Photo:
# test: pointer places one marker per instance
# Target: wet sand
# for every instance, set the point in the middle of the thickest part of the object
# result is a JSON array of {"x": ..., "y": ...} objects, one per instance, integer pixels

———

▶ TASK PROMPT: If a line in the listing contains the string "instance", copy it.

▶ YOUR RESPONSE:
# test: pointer places one marker per instance
# for every instance, set the point in the middle of the thickest part of the object
# result is a JSON array of {"x": ..., "y": ...} objects, one per instance, integer pixels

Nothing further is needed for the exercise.